** Aim of the exercise **
The records that follow must be printed exactly as they are.

Start of Dataset

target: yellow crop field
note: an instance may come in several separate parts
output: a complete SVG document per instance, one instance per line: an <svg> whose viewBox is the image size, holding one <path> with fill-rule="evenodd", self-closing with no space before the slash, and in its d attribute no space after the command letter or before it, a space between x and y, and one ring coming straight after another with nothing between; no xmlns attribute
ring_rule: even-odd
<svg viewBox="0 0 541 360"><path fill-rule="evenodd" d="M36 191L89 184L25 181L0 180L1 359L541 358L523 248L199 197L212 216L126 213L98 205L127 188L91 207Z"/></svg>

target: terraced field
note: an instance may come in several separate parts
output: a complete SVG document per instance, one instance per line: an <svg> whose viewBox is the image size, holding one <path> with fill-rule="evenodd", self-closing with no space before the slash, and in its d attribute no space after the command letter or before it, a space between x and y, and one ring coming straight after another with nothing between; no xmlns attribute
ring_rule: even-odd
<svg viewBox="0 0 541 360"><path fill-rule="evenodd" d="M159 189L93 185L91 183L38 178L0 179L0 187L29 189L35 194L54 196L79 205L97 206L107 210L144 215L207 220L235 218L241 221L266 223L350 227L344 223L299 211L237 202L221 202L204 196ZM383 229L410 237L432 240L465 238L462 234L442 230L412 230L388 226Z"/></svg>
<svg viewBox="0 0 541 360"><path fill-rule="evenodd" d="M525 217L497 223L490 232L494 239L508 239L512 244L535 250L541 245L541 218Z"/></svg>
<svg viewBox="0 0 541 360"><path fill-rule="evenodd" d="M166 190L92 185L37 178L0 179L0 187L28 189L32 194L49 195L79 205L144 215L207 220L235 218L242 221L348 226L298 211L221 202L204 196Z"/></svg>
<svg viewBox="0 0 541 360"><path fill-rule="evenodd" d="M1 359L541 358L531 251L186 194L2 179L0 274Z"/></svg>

End of Dataset

** Exercise answer **
target: yellow crop field
note: an instance may come in several separate parts
output: a complete SVG document per instance, one instance per line: an <svg> whose viewBox is the image size, holding one <path> with fill-rule="evenodd", self-closing with no space before the slash, and in its d attribute no space after the command letter or before it, a space between x and y, and one ring coming straight after another with nothing between; no xmlns attribute
ring_rule: even-odd
<svg viewBox="0 0 541 360"><path fill-rule="evenodd" d="M36 191L89 184L25 181L0 180L1 359L541 358L523 248L199 197L212 216L126 213L98 205L127 188L91 207Z"/></svg>

target: terraced field
note: an instance may come in several separate parts
output: a complete SVG document per instance, one instance per line: an <svg> whose viewBox is the image size, holding one <path> with fill-rule="evenodd", self-closing with no space before the slash, and in its d attribute no space after the command letter or before it, a space between x and y, and one ring coming straight after another with nothing between; no xmlns attribute
ring_rule: even-odd
<svg viewBox="0 0 541 360"><path fill-rule="evenodd" d="M159 189L93 185L91 183L38 178L0 179L0 187L29 189L35 194L54 196L79 205L97 206L107 210L144 215L207 220L235 218L241 221L266 223L350 227L344 223L299 211L237 202L221 202L204 196ZM383 229L410 237L432 240L465 238L462 234L442 230L412 230L388 226Z"/></svg>
<svg viewBox="0 0 541 360"><path fill-rule="evenodd" d="M525 217L497 223L490 232L494 239L508 239L512 244L535 250L541 245L541 218Z"/></svg>
<svg viewBox="0 0 541 360"><path fill-rule="evenodd" d="M166 190L92 185L37 178L0 179L0 187L28 189L32 194L49 195L79 205L144 215L207 220L235 218L242 221L348 226L298 211L221 202L204 196Z"/></svg>
<svg viewBox="0 0 541 360"><path fill-rule="evenodd" d="M1 359L541 358L531 251L186 194L2 179L0 274Z"/></svg>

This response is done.